### EXERCISE DIRECTIONS
From the entries that follow, copy each line containing the word "flower".

### DATA UNDER STUDY

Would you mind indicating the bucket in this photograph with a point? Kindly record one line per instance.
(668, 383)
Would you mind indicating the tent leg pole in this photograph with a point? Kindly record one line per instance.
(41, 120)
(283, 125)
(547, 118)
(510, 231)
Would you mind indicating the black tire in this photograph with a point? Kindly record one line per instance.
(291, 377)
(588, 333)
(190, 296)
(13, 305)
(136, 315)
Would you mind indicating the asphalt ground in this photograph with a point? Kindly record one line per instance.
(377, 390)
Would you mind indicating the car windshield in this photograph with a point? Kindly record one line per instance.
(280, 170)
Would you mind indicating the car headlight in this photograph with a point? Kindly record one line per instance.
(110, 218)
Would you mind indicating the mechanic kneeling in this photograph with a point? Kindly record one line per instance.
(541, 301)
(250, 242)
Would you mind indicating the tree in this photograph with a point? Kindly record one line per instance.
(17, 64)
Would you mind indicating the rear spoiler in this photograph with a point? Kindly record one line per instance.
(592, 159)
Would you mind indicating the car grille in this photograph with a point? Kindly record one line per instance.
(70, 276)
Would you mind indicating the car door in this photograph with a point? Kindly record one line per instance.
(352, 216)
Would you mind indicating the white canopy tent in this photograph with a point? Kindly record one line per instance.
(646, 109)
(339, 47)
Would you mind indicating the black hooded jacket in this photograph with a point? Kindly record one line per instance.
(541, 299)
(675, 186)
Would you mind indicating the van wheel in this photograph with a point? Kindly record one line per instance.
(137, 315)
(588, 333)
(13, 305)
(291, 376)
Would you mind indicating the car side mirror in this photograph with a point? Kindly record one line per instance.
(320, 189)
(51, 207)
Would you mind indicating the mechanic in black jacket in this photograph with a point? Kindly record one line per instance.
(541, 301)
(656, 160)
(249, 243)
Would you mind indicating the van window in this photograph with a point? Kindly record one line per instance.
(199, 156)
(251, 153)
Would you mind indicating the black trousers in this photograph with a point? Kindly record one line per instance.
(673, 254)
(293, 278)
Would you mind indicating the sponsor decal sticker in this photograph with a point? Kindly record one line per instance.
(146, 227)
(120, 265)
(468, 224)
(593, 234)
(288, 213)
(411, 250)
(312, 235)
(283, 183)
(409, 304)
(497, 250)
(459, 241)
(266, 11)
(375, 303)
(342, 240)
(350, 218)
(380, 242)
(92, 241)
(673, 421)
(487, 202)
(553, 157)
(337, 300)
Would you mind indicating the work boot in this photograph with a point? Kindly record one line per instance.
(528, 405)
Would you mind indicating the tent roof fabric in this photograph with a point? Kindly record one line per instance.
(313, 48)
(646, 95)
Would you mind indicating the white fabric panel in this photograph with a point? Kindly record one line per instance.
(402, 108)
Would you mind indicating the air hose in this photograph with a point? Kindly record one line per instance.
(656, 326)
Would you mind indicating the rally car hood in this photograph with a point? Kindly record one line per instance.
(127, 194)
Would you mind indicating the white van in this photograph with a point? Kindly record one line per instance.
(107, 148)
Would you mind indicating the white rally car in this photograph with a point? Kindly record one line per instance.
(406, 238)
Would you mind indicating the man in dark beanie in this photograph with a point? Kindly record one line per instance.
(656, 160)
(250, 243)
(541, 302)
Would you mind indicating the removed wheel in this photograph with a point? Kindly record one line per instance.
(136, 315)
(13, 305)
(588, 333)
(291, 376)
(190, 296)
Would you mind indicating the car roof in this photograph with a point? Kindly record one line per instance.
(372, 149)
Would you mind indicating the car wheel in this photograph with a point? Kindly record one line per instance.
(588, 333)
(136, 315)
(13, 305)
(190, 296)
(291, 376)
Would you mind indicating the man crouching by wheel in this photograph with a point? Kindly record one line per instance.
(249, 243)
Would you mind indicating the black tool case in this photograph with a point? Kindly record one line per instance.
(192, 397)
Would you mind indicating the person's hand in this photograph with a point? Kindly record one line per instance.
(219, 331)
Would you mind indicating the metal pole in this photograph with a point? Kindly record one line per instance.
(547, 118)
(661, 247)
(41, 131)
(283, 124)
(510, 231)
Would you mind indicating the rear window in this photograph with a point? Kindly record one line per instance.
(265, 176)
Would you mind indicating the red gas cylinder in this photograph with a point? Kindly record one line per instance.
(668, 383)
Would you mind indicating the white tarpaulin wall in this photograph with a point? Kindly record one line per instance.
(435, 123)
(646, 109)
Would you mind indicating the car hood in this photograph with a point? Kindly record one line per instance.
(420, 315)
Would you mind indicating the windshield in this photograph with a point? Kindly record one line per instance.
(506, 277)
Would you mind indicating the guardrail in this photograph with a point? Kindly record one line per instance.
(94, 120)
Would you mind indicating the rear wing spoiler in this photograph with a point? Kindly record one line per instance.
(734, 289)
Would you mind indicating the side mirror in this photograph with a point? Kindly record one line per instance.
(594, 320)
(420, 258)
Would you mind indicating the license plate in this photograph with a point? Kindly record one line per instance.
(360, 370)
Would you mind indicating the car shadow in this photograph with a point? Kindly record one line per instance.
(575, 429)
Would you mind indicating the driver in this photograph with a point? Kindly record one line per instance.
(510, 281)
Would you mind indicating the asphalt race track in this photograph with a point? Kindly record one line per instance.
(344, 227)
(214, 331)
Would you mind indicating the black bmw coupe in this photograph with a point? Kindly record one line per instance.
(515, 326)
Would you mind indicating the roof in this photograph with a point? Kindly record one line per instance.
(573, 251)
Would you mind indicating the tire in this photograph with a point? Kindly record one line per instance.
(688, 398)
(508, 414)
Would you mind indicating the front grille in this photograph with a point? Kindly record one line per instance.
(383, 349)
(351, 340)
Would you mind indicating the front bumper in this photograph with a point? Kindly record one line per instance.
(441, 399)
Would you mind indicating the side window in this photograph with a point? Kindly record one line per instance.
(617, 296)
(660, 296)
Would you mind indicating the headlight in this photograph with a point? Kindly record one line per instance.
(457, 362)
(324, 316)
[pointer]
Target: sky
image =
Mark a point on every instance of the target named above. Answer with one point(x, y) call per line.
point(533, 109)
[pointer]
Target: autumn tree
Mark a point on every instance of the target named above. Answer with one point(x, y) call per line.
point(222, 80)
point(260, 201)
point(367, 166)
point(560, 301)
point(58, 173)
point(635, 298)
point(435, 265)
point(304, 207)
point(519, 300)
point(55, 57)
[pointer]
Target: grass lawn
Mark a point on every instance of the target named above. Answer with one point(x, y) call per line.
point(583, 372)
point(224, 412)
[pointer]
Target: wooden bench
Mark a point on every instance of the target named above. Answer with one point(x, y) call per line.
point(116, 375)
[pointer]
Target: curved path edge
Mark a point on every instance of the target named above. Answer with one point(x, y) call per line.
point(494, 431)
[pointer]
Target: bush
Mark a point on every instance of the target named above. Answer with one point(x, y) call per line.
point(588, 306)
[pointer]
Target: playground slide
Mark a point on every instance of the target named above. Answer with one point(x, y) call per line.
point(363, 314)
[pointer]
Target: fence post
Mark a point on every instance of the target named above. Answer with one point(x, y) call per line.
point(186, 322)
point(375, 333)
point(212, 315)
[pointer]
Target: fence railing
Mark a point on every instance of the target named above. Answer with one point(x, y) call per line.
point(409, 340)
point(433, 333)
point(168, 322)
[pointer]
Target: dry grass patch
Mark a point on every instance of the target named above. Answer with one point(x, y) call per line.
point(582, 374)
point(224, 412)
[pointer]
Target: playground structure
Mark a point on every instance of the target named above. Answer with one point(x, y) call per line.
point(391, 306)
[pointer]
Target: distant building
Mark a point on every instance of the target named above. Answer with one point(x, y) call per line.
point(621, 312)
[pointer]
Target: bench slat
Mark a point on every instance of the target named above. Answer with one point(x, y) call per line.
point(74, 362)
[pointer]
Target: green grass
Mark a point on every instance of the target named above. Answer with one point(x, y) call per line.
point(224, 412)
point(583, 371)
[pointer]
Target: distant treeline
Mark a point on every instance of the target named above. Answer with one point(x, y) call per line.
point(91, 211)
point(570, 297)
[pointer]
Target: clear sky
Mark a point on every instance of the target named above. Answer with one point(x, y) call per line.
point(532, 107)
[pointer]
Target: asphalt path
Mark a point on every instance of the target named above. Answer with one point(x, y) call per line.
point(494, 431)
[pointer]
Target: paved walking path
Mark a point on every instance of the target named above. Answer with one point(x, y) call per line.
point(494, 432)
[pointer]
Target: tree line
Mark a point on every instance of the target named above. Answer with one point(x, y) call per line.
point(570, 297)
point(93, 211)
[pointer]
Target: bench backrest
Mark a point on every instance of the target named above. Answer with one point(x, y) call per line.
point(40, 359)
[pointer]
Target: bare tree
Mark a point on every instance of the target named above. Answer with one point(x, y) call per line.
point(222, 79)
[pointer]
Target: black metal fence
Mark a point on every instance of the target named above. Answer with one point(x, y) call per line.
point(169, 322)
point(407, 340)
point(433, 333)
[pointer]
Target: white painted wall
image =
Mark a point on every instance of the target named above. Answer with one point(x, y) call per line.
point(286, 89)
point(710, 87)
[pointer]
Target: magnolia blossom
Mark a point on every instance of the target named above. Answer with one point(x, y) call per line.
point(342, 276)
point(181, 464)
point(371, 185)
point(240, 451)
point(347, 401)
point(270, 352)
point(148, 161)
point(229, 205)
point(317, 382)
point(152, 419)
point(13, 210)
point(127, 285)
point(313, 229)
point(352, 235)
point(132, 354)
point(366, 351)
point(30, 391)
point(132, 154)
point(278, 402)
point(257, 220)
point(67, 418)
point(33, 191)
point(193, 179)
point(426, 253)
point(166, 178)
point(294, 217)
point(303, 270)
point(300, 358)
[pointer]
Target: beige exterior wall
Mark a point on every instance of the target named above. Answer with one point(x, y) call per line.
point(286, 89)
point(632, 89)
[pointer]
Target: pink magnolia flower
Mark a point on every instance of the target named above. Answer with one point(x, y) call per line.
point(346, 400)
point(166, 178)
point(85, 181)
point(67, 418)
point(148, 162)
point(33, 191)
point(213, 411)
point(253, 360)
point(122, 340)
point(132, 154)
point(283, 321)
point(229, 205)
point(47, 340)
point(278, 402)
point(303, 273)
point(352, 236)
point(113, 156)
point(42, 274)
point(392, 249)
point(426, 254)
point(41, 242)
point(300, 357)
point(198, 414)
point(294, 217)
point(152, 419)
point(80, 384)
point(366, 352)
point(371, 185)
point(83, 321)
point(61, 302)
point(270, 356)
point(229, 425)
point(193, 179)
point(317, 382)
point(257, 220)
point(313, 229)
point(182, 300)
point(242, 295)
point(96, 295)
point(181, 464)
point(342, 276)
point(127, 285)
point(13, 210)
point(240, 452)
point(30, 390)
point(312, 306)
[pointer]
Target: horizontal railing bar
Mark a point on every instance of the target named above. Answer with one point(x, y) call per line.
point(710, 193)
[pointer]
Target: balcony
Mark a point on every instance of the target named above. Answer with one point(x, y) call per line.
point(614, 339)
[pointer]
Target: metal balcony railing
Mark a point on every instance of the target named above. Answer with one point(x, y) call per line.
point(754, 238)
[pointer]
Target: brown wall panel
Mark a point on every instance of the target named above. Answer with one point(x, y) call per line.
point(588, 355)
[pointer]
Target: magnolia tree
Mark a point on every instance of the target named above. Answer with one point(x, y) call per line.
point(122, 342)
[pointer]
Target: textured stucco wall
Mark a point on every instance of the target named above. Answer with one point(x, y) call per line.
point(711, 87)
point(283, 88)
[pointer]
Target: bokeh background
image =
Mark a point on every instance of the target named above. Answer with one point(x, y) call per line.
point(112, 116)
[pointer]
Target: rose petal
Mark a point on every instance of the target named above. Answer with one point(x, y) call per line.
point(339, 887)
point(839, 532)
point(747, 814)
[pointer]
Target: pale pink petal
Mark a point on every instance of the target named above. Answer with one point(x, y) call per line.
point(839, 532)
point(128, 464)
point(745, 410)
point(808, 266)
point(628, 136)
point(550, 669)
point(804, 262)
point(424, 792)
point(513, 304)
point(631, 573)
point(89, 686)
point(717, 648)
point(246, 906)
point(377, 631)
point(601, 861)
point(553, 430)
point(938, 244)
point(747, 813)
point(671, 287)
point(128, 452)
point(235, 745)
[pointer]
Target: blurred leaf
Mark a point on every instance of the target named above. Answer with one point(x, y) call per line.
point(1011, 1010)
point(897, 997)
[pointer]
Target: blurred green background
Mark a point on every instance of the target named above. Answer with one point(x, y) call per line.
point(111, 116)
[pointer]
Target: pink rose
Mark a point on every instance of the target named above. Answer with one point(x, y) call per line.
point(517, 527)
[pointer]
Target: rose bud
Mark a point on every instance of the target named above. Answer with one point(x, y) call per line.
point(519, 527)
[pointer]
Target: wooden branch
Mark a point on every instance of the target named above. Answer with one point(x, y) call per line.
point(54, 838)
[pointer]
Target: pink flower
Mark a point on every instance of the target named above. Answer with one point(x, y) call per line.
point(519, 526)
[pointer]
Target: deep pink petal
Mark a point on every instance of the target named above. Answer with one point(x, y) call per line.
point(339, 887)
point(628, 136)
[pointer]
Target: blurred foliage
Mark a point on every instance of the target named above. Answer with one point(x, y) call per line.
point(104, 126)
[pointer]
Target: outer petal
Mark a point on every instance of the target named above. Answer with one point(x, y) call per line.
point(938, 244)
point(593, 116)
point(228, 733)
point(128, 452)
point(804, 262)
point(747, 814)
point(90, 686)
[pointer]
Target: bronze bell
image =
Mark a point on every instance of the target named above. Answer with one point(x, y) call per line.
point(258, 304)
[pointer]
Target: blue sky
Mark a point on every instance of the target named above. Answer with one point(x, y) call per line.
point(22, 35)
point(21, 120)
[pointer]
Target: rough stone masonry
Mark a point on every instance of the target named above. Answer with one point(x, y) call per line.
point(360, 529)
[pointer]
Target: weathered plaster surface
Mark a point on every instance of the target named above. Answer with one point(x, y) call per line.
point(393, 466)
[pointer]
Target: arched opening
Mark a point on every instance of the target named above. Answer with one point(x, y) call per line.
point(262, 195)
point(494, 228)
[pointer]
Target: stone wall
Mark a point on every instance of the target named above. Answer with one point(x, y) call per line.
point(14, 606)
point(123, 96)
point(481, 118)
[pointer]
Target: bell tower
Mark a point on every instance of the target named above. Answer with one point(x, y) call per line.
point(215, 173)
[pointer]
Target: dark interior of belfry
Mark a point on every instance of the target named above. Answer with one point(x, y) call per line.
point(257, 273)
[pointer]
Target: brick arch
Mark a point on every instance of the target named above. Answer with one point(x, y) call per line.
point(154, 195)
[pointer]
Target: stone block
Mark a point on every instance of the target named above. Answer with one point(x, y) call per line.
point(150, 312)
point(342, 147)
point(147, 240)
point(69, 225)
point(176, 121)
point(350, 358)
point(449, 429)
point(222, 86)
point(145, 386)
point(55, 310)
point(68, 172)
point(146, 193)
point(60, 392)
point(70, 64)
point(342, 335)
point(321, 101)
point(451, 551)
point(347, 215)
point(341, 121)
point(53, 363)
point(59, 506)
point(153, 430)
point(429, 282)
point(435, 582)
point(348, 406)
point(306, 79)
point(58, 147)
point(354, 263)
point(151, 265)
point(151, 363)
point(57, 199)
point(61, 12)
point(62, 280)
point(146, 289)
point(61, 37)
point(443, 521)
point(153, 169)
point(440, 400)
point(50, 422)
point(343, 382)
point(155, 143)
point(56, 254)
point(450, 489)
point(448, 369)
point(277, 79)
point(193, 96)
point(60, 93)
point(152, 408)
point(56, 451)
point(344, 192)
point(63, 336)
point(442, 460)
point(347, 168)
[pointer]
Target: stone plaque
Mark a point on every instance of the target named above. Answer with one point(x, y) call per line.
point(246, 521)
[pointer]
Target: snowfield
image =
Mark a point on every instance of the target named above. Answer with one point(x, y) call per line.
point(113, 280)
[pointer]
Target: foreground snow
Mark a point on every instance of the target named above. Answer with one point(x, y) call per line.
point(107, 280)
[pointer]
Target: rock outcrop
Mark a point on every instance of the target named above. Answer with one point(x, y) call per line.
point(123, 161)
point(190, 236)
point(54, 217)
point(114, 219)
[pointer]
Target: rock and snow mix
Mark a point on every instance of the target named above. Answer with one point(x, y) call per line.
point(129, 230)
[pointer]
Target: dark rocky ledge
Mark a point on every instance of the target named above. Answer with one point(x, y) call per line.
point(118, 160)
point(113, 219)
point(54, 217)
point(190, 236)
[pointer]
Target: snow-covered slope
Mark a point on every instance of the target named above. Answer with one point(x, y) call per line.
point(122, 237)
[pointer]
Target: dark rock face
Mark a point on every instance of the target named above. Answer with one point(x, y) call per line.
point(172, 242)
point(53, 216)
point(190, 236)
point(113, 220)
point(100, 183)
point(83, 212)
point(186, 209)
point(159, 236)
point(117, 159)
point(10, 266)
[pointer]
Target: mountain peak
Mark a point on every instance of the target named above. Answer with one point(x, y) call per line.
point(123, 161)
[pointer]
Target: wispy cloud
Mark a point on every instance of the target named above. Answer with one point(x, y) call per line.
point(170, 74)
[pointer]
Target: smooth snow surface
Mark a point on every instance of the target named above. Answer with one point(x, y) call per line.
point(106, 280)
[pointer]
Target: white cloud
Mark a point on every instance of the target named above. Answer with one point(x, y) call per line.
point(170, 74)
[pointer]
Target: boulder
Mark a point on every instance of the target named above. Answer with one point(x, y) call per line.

### TASK SOLUTION
Target: pink magnolia flower
Target: pink flower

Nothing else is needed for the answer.